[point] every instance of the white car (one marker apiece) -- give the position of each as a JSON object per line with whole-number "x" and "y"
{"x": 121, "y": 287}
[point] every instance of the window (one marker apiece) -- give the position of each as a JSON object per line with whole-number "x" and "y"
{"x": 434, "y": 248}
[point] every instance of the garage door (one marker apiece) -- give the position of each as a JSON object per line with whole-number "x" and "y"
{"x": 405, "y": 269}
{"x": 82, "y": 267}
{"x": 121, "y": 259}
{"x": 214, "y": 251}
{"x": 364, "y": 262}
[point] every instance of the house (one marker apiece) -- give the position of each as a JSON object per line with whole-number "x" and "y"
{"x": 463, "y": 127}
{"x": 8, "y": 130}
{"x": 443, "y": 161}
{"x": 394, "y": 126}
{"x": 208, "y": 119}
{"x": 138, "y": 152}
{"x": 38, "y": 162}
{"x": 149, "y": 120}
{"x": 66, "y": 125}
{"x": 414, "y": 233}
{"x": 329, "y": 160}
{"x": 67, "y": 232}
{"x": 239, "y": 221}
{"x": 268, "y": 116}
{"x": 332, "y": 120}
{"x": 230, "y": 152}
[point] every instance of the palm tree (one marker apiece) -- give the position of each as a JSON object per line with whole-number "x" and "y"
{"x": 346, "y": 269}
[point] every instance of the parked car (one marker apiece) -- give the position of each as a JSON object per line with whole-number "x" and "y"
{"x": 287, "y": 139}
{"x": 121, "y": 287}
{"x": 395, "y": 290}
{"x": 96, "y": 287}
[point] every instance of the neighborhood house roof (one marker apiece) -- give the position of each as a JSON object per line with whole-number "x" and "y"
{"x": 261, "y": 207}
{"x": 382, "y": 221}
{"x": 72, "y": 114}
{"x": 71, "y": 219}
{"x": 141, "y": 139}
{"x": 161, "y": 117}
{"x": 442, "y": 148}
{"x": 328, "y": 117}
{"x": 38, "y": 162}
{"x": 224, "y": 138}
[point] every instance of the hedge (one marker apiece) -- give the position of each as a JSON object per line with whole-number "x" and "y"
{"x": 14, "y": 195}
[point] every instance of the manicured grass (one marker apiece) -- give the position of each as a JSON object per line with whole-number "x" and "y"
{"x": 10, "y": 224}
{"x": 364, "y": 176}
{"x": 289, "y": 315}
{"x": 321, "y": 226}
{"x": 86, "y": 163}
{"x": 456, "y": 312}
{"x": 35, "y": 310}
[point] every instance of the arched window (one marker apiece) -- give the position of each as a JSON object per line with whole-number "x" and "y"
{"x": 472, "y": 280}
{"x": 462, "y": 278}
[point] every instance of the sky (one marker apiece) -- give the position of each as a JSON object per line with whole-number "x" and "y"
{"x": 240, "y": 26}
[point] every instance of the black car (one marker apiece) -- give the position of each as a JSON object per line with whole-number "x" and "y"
◇ ◇ ◇
### Job
Each record above must be given again exactly.

### Answer
[point] every instance of the white car (one marker apiece) -- give the position of each as a JSON object per line with whole-number "x" and "y"
{"x": 121, "y": 287}
[point] every instance of the window (one marker apiece) -- give the position of each as a JSON object per line with whole-number "x" and "y"
{"x": 434, "y": 248}
[point] every instance of the garage door (one marker apiece) -- give the position of each as a JSON object per line with whole-number "x" and "y"
{"x": 405, "y": 269}
{"x": 82, "y": 267}
{"x": 121, "y": 259}
{"x": 214, "y": 251}
{"x": 364, "y": 262}
[point] every instance of the house (one marker apiece) -- give the position of each as a JSON object per line with whole-number "x" and "y"
{"x": 463, "y": 127}
{"x": 8, "y": 130}
{"x": 443, "y": 161}
{"x": 394, "y": 126}
{"x": 208, "y": 119}
{"x": 138, "y": 152}
{"x": 38, "y": 162}
{"x": 149, "y": 120}
{"x": 66, "y": 125}
{"x": 414, "y": 233}
{"x": 329, "y": 160}
{"x": 67, "y": 232}
{"x": 239, "y": 221}
{"x": 268, "y": 116}
{"x": 332, "y": 120}
{"x": 230, "y": 152}
[point] every instance of the palm tree (one marker apiece) -- give the position of each as a JSON object per line with whole-number "x" and "y"
{"x": 346, "y": 269}
[point] every instance of the parked car (one marker apiece) -- give the position of each as a JSON object per line with whole-number "x" and "y"
{"x": 287, "y": 139}
{"x": 121, "y": 287}
{"x": 395, "y": 290}
{"x": 96, "y": 287}
[point] every instance of the neighborhood house roof (one marker apiece) -- give the position of each as a JSON object per line with whole-number "x" and "y"
{"x": 261, "y": 207}
{"x": 382, "y": 221}
{"x": 72, "y": 114}
{"x": 71, "y": 219}
{"x": 141, "y": 139}
{"x": 161, "y": 117}
{"x": 442, "y": 148}
{"x": 328, "y": 117}
{"x": 38, "y": 162}
{"x": 224, "y": 138}
[point] every instance of the hedge (one marker apiece) -- give the position of each as a JSON object per line with whole-number "x" and "y"
{"x": 14, "y": 195}
[point] every instance of the manicured grass (one marker apiece) -- give the position of each as a JSON object per line with whole-number "x" and "y"
{"x": 10, "y": 224}
{"x": 364, "y": 176}
{"x": 289, "y": 315}
{"x": 321, "y": 226}
{"x": 86, "y": 163}
{"x": 456, "y": 312}
{"x": 35, "y": 310}
[point] every instance of the arched window (one marker apiece) -- give the position of each as a JSON object per line with whole-number "x" and "y"
{"x": 472, "y": 280}
{"x": 462, "y": 278}
[point] every instance of the sky (one marker apiece) -- give the position of each as a JSON object per line with whole-number "x" and "y"
{"x": 240, "y": 26}
[point] every instance of the black car (one marker apiece) -- give the position of each as a JSON object per line with whole-number "x" and "y"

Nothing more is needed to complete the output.